Ringkaslah kutipan dokumen tentang ketahanan pangan ini dalam dua kalimat.

## Kutipan Dokumen
● ● ● ●
Ketahanan
Pangan
Khudori ; Pegiat Asosiasi Ekonomi Politik
Indonesia (AEPI),
Anggota Pokja Ahli Dewan Ketahanan
Pangan Pusat (2010-2014)
SUMBER : REPUBLIKA,
29 Mei 2012
Kinerja
produksi pangan strategis Indonesia belum stabil. Dalam beberapa tahun terakhir,
ada kecenderungan produksi terus menurun. Pada 2011, semua produksi pangan
strategis (beras, jagung, kedelai, dan gula) menurun.
Produksinya
belum bisa memenuhi pertambahan permintaan pangan dalam negeri. Laju produksi
beras turun 1,6 persen, jagung turun enam persen, kedelai turun empat persen,
dan gula turun 1,8 persen. Target surplus beras 10 juta ton serta target
swasembada gula dan kedelai pada 2014 akan amat sulit dicapai.
Hal
ini terjadi bukan saja karena degradasi kualitas lahan dan lahan kian kelelahan
(soil fatique), yang keduanya membuat
produktivitas pangan melandai. Akan tetapi, juga karena konversi lahan
pertanian ke non-pertanian berlangsung kian massif.
Rentang
1992-2002, laju tahunan konversi lahan baru 110 ribu hektare dan periode
2002-2006 melonjak menjadi 145 ribu hektare per tahun. Ironinya, semakin tahun
laju konversi lahan kian besar.
Rentang
2007-2010, di Jawa saja laju konversi rata-rata 200 ribu hektare per tahun.
Lahan (sawah beririgasi teknis, nonteknis, dan lahan kering) di Jawa pada 2007
masih 4,1 juta hektare, tapi kini hanya tinggal 3,5 juta hektare.
● ● ● ●
## Bahan yang Disediakan

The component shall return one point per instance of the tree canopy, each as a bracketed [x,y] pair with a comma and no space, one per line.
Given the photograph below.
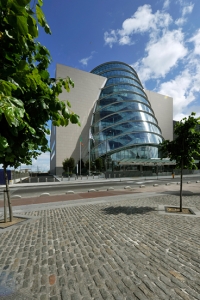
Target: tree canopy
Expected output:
[185,147]
[28,96]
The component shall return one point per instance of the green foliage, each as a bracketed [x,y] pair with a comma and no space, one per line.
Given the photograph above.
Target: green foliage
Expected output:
[28,96]
[99,164]
[68,163]
[186,145]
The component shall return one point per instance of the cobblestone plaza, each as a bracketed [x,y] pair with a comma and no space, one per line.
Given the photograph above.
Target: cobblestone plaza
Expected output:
[116,249]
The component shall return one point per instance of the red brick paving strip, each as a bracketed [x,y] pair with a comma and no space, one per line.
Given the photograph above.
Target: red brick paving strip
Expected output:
[57,198]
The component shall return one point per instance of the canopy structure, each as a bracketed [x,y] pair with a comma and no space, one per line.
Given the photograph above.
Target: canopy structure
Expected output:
[147,162]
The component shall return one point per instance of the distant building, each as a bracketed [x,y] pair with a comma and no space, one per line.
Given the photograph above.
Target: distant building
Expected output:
[120,121]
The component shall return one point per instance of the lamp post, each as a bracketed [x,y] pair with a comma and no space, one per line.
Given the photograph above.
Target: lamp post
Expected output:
[107,146]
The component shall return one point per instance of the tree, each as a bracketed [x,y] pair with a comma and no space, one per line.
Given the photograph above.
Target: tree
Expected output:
[184,147]
[68,164]
[81,165]
[99,164]
[28,96]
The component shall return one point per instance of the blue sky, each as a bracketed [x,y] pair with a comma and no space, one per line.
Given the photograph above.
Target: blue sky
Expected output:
[160,39]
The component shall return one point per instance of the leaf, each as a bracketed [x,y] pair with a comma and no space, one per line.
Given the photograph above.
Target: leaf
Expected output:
[40,2]
[47,29]
[74,119]
[68,104]
[23,2]
[3,143]
[7,33]
[44,74]
[23,65]
[40,16]
[32,26]
[22,24]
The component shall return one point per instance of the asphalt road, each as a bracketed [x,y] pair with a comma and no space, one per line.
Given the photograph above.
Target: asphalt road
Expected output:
[56,189]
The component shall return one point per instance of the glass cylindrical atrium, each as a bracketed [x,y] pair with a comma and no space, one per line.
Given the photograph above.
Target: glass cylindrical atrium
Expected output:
[123,124]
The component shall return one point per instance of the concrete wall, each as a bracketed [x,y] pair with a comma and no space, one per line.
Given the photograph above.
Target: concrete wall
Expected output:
[82,98]
[163,109]
[53,150]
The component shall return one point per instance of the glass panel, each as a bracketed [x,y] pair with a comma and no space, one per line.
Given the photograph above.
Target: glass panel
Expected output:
[131,105]
[122,117]
[121,96]
[127,127]
[127,140]
[135,152]
[116,80]
[110,66]
[122,73]
[121,87]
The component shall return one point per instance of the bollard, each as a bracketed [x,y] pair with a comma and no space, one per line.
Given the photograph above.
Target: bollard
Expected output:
[5,207]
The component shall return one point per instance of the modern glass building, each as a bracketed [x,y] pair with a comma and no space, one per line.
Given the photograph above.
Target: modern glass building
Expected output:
[124,125]
[120,121]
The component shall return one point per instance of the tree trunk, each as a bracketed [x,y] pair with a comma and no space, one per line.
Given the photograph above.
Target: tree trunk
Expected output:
[5,206]
[8,193]
[181,187]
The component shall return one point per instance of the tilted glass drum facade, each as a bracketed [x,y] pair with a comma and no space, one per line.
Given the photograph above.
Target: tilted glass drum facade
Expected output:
[123,124]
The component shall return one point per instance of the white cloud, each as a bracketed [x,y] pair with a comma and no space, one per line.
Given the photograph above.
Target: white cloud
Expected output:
[125,40]
[184,89]
[110,38]
[196,40]
[187,9]
[166,4]
[180,21]
[162,56]
[84,61]
[143,20]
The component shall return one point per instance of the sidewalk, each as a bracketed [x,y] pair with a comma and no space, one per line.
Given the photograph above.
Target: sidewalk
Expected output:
[90,179]
[109,247]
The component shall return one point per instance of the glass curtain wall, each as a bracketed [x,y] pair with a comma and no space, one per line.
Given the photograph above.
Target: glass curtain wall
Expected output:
[124,124]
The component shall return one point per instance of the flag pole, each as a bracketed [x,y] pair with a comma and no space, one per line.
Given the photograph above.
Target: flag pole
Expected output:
[89,157]
[80,155]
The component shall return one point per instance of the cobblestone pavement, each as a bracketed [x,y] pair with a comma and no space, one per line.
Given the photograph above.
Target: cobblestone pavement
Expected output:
[115,251]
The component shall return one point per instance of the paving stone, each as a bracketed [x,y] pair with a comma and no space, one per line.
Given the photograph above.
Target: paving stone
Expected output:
[81,252]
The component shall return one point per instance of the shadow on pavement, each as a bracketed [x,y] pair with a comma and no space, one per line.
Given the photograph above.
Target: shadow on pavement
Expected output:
[128,210]
[177,193]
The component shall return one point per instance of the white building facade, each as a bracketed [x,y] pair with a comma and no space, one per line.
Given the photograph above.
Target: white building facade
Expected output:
[118,117]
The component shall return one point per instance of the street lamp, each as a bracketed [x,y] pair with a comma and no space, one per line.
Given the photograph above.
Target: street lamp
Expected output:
[107,146]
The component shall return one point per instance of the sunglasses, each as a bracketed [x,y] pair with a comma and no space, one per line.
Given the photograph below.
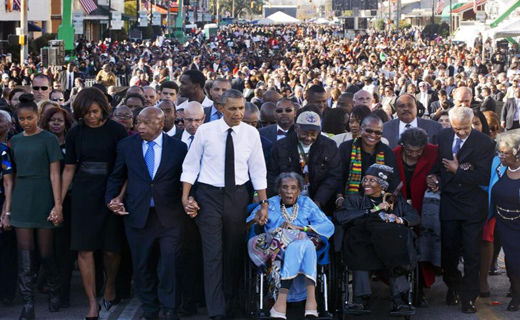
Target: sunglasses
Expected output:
[376,132]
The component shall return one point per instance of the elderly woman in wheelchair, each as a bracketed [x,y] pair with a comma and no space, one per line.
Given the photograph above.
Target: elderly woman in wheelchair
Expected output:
[378,237]
[287,249]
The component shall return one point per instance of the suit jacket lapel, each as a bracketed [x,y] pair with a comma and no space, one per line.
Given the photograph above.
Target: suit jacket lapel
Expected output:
[163,155]
[140,157]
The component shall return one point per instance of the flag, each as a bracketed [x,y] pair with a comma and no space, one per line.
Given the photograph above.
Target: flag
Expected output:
[440,5]
[88,5]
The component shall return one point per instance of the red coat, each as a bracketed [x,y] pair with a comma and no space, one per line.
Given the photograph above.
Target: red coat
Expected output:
[422,169]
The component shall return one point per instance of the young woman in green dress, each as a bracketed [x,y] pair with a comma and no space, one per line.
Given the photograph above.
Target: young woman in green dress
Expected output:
[35,208]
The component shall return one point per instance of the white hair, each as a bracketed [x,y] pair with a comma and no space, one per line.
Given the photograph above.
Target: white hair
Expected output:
[461,113]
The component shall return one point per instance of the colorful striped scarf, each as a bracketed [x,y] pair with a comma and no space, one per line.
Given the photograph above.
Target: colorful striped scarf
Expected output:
[355,172]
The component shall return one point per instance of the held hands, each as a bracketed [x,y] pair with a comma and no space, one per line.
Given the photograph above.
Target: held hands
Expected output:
[261,216]
[433,182]
[56,215]
[117,206]
[191,207]
[451,165]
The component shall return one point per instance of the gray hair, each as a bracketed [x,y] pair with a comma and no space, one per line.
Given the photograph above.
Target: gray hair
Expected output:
[6,115]
[510,140]
[231,94]
[289,175]
[251,108]
[461,113]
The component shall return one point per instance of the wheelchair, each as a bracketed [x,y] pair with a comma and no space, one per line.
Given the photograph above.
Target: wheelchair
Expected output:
[344,291]
[256,284]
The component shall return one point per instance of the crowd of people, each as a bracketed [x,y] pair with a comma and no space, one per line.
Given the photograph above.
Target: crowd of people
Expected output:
[148,177]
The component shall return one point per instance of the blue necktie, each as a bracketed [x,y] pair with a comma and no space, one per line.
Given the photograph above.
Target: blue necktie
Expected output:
[457,145]
[149,159]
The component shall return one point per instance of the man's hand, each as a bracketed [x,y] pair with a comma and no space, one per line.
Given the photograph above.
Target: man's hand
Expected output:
[117,206]
[191,207]
[433,182]
[451,165]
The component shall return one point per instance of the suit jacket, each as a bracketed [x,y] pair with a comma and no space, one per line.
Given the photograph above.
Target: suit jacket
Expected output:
[391,130]
[270,132]
[508,113]
[165,187]
[323,164]
[462,197]
[489,104]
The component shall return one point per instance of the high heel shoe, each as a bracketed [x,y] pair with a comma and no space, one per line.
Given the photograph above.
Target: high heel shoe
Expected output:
[311,314]
[276,315]
[108,304]
[96,317]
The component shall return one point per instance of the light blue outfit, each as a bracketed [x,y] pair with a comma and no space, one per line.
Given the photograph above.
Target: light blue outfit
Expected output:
[495,168]
[300,258]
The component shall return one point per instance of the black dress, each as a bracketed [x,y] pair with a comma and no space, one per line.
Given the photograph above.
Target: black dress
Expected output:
[93,151]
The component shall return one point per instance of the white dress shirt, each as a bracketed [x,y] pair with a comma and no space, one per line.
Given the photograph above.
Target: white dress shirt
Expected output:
[185,137]
[402,126]
[206,157]
[172,131]
[206,103]
[157,148]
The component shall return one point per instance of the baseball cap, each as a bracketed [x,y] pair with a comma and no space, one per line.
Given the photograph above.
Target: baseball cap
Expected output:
[309,120]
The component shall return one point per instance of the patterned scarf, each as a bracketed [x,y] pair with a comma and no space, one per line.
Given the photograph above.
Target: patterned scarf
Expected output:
[355,174]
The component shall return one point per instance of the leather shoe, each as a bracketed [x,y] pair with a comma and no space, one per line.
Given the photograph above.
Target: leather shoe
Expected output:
[170,315]
[452,298]
[513,306]
[469,306]
[150,316]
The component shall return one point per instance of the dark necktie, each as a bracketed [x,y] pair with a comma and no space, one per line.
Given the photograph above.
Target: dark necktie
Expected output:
[229,169]
[456,147]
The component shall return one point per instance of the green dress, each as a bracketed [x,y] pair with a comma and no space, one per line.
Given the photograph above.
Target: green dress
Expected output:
[33,198]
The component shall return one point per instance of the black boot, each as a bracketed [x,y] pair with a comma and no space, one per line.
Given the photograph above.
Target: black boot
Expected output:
[53,283]
[25,284]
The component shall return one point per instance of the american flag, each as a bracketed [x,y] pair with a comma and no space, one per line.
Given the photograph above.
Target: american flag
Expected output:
[88,5]
[440,5]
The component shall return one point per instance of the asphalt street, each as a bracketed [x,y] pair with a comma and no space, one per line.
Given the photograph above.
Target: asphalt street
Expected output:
[493,308]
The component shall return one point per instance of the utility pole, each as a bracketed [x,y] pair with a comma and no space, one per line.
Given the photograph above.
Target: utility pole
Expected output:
[24,27]
[66,30]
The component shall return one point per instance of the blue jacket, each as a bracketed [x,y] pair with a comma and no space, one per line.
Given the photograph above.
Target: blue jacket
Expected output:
[497,171]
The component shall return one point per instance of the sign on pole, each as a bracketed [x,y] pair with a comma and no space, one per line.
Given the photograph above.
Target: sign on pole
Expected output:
[143,18]
[77,22]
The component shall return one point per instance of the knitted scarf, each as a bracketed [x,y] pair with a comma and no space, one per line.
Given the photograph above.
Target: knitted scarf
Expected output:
[355,174]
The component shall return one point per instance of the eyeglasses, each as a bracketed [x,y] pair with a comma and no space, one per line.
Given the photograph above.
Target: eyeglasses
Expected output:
[376,132]
[192,120]
[123,116]
[369,180]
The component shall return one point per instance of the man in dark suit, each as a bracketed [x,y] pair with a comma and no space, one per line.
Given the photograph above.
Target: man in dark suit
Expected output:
[406,109]
[152,164]
[216,90]
[509,118]
[284,113]
[463,164]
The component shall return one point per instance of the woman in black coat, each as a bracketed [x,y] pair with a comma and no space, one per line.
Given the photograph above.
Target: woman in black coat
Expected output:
[377,236]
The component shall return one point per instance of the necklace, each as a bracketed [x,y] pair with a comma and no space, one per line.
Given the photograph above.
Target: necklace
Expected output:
● ● ● ●
## Contoh Jawaban
Pada 2011, produksi semua pangan strategis Indonesia (beras, jagung, kedelai, dan gula) menurun, dan target surplus beras 10 juta ton serta swasembada gula dan kedelai pada 2014 akan amat sulit dicapai. Hal ini terjadi karena degradasi kualitas lahan, lahan yang kian kelelahan, dan konversi lahan pertanian ke non-pertanian yang kian massif; di Jawa saja, lajunya rata-rata 200 ribu hektare per tahun pada 2007-2010.